What the exercise asks => Scan the material for the word "brown", then return every line where it appears.

Information supplied =>
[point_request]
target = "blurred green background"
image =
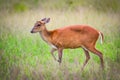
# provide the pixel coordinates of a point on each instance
(25, 56)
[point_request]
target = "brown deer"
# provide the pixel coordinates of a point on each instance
(74, 36)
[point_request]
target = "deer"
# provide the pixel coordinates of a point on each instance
(70, 37)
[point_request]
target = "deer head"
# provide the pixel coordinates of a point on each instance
(40, 25)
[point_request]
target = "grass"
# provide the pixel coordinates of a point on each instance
(24, 56)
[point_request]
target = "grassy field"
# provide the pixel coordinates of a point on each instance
(25, 56)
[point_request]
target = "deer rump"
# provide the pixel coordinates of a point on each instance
(74, 36)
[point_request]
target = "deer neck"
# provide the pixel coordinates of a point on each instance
(45, 34)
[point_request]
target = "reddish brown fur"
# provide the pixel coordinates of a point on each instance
(70, 37)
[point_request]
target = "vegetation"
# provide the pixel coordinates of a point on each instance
(25, 56)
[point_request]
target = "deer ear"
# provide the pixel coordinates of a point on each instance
(44, 19)
(48, 20)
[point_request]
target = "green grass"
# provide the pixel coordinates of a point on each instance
(26, 56)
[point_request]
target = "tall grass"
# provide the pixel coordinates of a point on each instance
(24, 56)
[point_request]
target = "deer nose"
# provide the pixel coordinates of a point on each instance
(31, 31)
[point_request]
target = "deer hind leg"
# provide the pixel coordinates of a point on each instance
(87, 57)
(60, 55)
(98, 53)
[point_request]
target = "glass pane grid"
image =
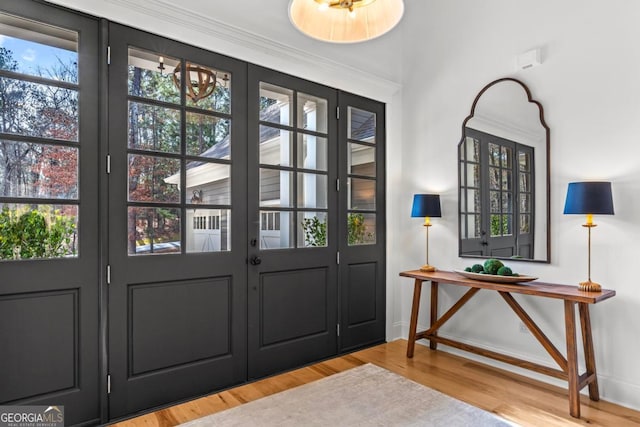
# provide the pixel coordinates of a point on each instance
(174, 182)
(39, 84)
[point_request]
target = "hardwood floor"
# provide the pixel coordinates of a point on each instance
(519, 399)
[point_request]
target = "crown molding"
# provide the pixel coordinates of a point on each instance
(172, 17)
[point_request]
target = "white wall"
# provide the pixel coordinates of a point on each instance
(589, 85)
(443, 53)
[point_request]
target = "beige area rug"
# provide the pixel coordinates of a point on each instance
(363, 396)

Result of this task =>
target = "brown deer"
target = "reddish brown fur"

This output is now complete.